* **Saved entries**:
# # # #
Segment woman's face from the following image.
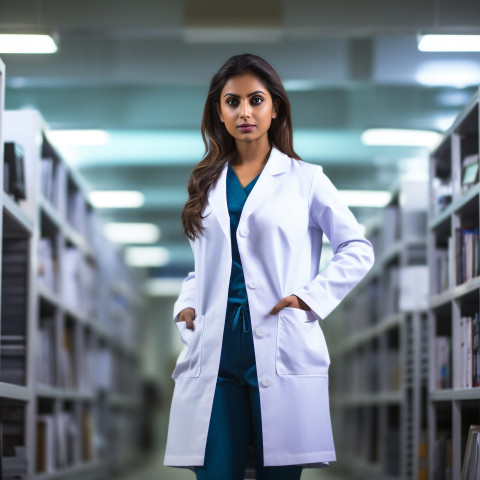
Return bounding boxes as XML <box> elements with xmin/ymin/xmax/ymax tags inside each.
<box><xmin>218</xmin><ymin>73</ymin><xmax>277</xmax><ymax>146</ymax></box>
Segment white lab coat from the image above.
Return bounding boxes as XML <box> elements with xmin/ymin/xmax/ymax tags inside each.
<box><xmin>165</xmin><ymin>148</ymin><xmax>373</xmax><ymax>468</ymax></box>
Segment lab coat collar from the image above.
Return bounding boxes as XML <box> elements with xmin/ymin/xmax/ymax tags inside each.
<box><xmin>208</xmin><ymin>147</ymin><xmax>290</xmax><ymax>242</ymax></box>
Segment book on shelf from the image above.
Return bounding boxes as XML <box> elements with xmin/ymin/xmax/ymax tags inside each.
<box><xmin>432</xmin><ymin>178</ymin><xmax>453</xmax><ymax>215</ymax></box>
<box><xmin>38</xmin><ymin>237</ymin><xmax>57</xmax><ymax>292</ymax></box>
<box><xmin>462</xmin><ymin>153</ymin><xmax>479</xmax><ymax>193</ymax></box>
<box><xmin>417</xmin><ymin>430</ymin><xmax>428</xmax><ymax>480</ymax></box>
<box><xmin>67</xmin><ymin>188</ymin><xmax>86</xmax><ymax>234</ymax></box>
<box><xmin>0</xmin><ymin>334</ymin><xmax>26</xmax><ymax>385</ymax></box>
<box><xmin>399</xmin><ymin>265</ymin><xmax>429</xmax><ymax>312</ymax></box>
<box><xmin>455</xmin><ymin>313</ymin><xmax>479</xmax><ymax>388</ymax></box>
<box><xmin>36</xmin><ymin>414</ymin><xmax>56</xmax><ymax>473</ymax></box>
<box><xmin>455</xmin><ymin>227</ymin><xmax>479</xmax><ymax>285</ymax></box>
<box><xmin>382</xmin><ymin>265</ymin><xmax>400</xmax><ymax>316</ymax></box>
<box><xmin>472</xmin><ymin>312</ymin><xmax>480</xmax><ymax>387</ymax></box>
<box><xmin>56</xmin><ymin>411</ymin><xmax>79</xmax><ymax>468</ymax></box>
<box><xmin>58</xmin><ymin>328</ymin><xmax>76</xmax><ymax>388</ymax></box>
<box><xmin>36</xmin><ymin>317</ymin><xmax>55</xmax><ymax>385</ymax></box>
<box><xmin>381</xmin><ymin>205</ymin><xmax>400</xmax><ymax>251</ymax></box>
<box><xmin>41</xmin><ymin>157</ymin><xmax>66</xmax><ymax>210</ymax></box>
<box><xmin>95</xmin><ymin>347</ymin><xmax>113</xmax><ymax>391</ymax></box>
<box><xmin>433</xmin><ymin>249</ymin><xmax>450</xmax><ymax>293</ymax></box>
<box><xmin>82</xmin><ymin>411</ymin><xmax>95</xmax><ymax>462</ymax></box>
<box><xmin>434</xmin><ymin>336</ymin><xmax>451</xmax><ymax>390</ymax></box>
<box><xmin>431</xmin><ymin>431</ymin><xmax>453</xmax><ymax>480</ymax></box>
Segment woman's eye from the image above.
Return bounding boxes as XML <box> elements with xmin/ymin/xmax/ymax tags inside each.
<box><xmin>251</xmin><ymin>97</ymin><xmax>263</xmax><ymax>105</ymax></box>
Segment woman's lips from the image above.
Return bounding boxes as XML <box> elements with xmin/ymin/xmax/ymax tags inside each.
<box><xmin>238</xmin><ymin>123</ymin><xmax>255</xmax><ymax>132</ymax></box>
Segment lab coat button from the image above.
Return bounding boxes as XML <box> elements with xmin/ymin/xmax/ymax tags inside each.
<box><xmin>255</xmin><ymin>327</ymin><xmax>265</xmax><ymax>338</ymax></box>
<box><xmin>260</xmin><ymin>377</ymin><xmax>272</xmax><ymax>387</ymax></box>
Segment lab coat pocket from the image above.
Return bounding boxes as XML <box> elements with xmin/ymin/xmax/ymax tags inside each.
<box><xmin>172</xmin><ymin>315</ymin><xmax>204</xmax><ymax>382</ymax></box>
<box><xmin>276</xmin><ymin>308</ymin><xmax>330</xmax><ymax>376</ymax></box>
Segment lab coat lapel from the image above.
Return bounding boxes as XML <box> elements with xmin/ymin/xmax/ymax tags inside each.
<box><xmin>208</xmin><ymin>163</ymin><xmax>230</xmax><ymax>242</ymax></box>
<box><xmin>208</xmin><ymin>147</ymin><xmax>290</xmax><ymax>242</ymax></box>
<box><xmin>240</xmin><ymin>147</ymin><xmax>290</xmax><ymax>223</ymax></box>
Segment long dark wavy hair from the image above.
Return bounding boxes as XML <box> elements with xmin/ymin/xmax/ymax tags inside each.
<box><xmin>182</xmin><ymin>53</ymin><xmax>300</xmax><ymax>240</ymax></box>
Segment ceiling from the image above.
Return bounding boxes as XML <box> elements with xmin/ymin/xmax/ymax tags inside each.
<box><xmin>0</xmin><ymin>0</ymin><xmax>480</xmax><ymax>277</ymax></box>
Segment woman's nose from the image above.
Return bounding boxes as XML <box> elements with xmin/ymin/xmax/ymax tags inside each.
<box><xmin>241</xmin><ymin>102</ymin><xmax>250</xmax><ymax>119</ymax></box>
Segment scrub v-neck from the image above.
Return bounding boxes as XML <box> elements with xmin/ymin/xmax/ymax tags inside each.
<box><xmin>227</xmin><ymin>164</ymin><xmax>261</xmax><ymax>305</ymax></box>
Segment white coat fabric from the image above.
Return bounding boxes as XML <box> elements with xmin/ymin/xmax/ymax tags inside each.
<box><xmin>164</xmin><ymin>148</ymin><xmax>373</xmax><ymax>468</ymax></box>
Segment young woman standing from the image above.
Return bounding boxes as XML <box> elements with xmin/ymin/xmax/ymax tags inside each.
<box><xmin>165</xmin><ymin>54</ymin><xmax>373</xmax><ymax>480</ymax></box>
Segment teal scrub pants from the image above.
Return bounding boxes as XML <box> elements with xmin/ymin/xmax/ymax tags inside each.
<box><xmin>195</xmin><ymin>304</ymin><xmax>302</xmax><ymax>480</ymax></box>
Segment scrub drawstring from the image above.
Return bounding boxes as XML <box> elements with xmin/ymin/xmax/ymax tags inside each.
<box><xmin>232</xmin><ymin>305</ymin><xmax>250</xmax><ymax>333</ymax></box>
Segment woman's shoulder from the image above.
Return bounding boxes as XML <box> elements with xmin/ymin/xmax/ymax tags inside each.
<box><xmin>289</xmin><ymin>157</ymin><xmax>323</xmax><ymax>180</ymax></box>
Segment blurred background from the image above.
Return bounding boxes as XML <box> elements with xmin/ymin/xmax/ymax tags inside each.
<box><xmin>0</xmin><ymin>0</ymin><xmax>480</xmax><ymax>480</ymax></box>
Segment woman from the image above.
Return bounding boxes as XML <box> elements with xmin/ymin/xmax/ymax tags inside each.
<box><xmin>165</xmin><ymin>54</ymin><xmax>373</xmax><ymax>480</ymax></box>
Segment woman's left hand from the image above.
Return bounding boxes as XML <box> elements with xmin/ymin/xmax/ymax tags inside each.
<box><xmin>270</xmin><ymin>295</ymin><xmax>310</xmax><ymax>315</ymax></box>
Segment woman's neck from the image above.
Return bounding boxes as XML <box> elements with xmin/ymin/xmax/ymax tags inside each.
<box><xmin>234</xmin><ymin>140</ymin><xmax>272</xmax><ymax>166</ymax></box>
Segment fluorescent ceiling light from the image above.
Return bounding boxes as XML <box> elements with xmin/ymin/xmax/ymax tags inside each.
<box><xmin>48</xmin><ymin>130</ymin><xmax>110</xmax><ymax>146</ymax></box>
<box><xmin>125</xmin><ymin>247</ymin><xmax>170</xmax><ymax>267</ymax></box>
<box><xmin>145</xmin><ymin>278</ymin><xmax>183</xmax><ymax>297</ymax></box>
<box><xmin>184</xmin><ymin>26</ymin><xmax>282</xmax><ymax>43</ymax></box>
<box><xmin>415</xmin><ymin>59</ymin><xmax>480</xmax><ymax>88</ymax></box>
<box><xmin>103</xmin><ymin>222</ymin><xmax>160</xmax><ymax>243</ymax></box>
<box><xmin>362</xmin><ymin>128</ymin><xmax>442</xmax><ymax>147</ymax></box>
<box><xmin>418</xmin><ymin>35</ymin><xmax>480</xmax><ymax>52</ymax></box>
<box><xmin>0</xmin><ymin>34</ymin><xmax>58</xmax><ymax>53</ymax></box>
<box><xmin>283</xmin><ymin>78</ymin><xmax>318</xmax><ymax>92</ymax></box>
<box><xmin>339</xmin><ymin>190</ymin><xmax>391</xmax><ymax>208</ymax></box>
<box><xmin>88</xmin><ymin>190</ymin><xmax>145</xmax><ymax>208</ymax></box>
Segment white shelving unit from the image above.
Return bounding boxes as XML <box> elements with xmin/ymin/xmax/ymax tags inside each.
<box><xmin>428</xmin><ymin>86</ymin><xmax>480</xmax><ymax>480</ymax></box>
<box><xmin>0</xmin><ymin>109</ymin><xmax>145</xmax><ymax>480</ymax></box>
<box><xmin>322</xmin><ymin>179</ymin><xmax>428</xmax><ymax>480</ymax></box>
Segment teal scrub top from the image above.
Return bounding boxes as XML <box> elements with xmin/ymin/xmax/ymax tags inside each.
<box><xmin>227</xmin><ymin>164</ymin><xmax>260</xmax><ymax>306</ymax></box>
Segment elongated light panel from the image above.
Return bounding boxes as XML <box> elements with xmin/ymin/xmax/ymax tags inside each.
<box><xmin>339</xmin><ymin>190</ymin><xmax>391</xmax><ymax>208</ymax></box>
<box><xmin>88</xmin><ymin>190</ymin><xmax>145</xmax><ymax>208</ymax></box>
<box><xmin>103</xmin><ymin>222</ymin><xmax>160</xmax><ymax>243</ymax></box>
<box><xmin>125</xmin><ymin>247</ymin><xmax>170</xmax><ymax>267</ymax></box>
<box><xmin>0</xmin><ymin>34</ymin><xmax>57</xmax><ymax>53</ymax></box>
<box><xmin>362</xmin><ymin>128</ymin><xmax>442</xmax><ymax>147</ymax></box>
<box><xmin>418</xmin><ymin>35</ymin><xmax>480</xmax><ymax>52</ymax></box>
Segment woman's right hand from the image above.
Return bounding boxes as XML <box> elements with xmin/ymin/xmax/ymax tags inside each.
<box><xmin>178</xmin><ymin>307</ymin><xmax>195</xmax><ymax>330</ymax></box>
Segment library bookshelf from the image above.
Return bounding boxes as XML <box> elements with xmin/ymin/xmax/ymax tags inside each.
<box><xmin>322</xmin><ymin>179</ymin><xmax>428</xmax><ymax>480</ymax></box>
<box><xmin>428</xmin><ymin>90</ymin><xmax>480</xmax><ymax>480</ymax></box>
<box><xmin>0</xmin><ymin>108</ymin><xmax>145</xmax><ymax>480</ymax></box>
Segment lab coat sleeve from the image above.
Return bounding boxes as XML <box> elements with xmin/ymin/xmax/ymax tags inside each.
<box><xmin>173</xmin><ymin>240</ymin><xmax>195</xmax><ymax>322</ymax></box>
<box><xmin>293</xmin><ymin>166</ymin><xmax>374</xmax><ymax>320</ymax></box>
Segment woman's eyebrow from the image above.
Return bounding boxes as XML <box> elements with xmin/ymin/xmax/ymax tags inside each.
<box><xmin>224</xmin><ymin>90</ymin><xmax>265</xmax><ymax>98</ymax></box>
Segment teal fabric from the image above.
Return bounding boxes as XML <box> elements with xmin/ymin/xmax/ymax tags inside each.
<box><xmin>227</xmin><ymin>164</ymin><xmax>260</xmax><ymax>305</ymax></box>
<box><xmin>195</xmin><ymin>164</ymin><xmax>302</xmax><ymax>480</ymax></box>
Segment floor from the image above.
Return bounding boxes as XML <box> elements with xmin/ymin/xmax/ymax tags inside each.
<box><xmin>118</xmin><ymin>455</ymin><xmax>349</xmax><ymax>480</ymax></box>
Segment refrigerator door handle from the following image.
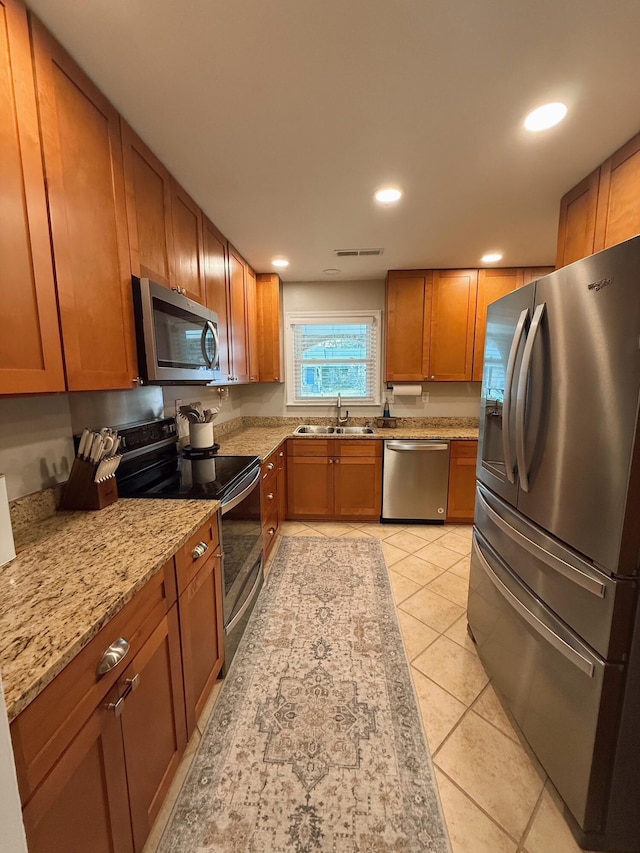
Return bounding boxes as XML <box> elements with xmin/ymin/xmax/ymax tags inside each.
<box><xmin>516</xmin><ymin>302</ymin><xmax>546</xmax><ymax>492</ymax></box>
<box><xmin>476</xmin><ymin>489</ymin><xmax>606</xmax><ymax>598</ymax></box>
<box><xmin>502</xmin><ymin>308</ymin><xmax>529</xmax><ymax>483</ymax></box>
<box><xmin>473</xmin><ymin>536</ymin><xmax>595</xmax><ymax>678</ymax></box>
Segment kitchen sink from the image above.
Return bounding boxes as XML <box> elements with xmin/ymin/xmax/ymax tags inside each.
<box><xmin>294</xmin><ymin>424</ymin><xmax>375</xmax><ymax>435</ymax></box>
<box><xmin>294</xmin><ymin>424</ymin><xmax>336</xmax><ymax>435</ymax></box>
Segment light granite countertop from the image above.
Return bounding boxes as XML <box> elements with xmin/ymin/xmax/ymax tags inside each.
<box><xmin>216</xmin><ymin>418</ymin><xmax>478</xmax><ymax>460</ymax></box>
<box><xmin>0</xmin><ymin>498</ymin><xmax>219</xmax><ymax>721</ymax></box>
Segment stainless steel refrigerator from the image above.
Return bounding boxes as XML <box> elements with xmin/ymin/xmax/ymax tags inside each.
<box><xmin>468</xmin><ymin>237</ymin><xmax>640</xmax><ymax>853</ymax></box>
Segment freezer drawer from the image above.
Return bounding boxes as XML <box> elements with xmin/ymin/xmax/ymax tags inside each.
<box><xmin>382</xmin><ymin>439</ymin><xmax>450</xmax><ymax>522</ymax></box>
<box><xmin>475</xmin><ymin>483</ymin><xmax>637</xmax><ymax>660</ymax></box>
<box><xmin>468</xmin><ymin>531</ymin><xmax>623</xmax><ymax>830</ymax></box>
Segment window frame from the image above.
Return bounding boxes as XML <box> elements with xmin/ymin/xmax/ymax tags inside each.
<box><xmin>285</xmin><ymin>309</ymin><xmax>382</xmax><ymax>407</ymax></box>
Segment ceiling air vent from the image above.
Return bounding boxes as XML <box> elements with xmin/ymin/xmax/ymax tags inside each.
<box><xmin>333</xmin><ymin>249</ymin><xmax>384</xmax><ymax>258</ymax></box>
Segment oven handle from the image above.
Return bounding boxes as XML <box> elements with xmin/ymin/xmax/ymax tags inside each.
<box><xmin>221</xmin><ymin>467</ymin><xmax>260</xmax><ymax>515</ymax></box>
<box><xmin>224</xmin><ymin>565</ymin><xmax>262</xmax><ymax>635</ymax></box>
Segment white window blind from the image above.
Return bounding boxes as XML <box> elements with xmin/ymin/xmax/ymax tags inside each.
<box><xmin>287</xmin><ymin>311</ymin><xmax>380</xmax><ymax>405</ymax></box>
# # # #
* **WHAT THE TASK ASKS**:
Please extract every line of the rows above that contains the word "ceiling", treating uppercase and lowercase as different.

* **TASK OUTPUT**:
Segment ceiling from the image above.
Segment fluorescent ceiling light from the image above.
Segment ceiling air vent from the image above.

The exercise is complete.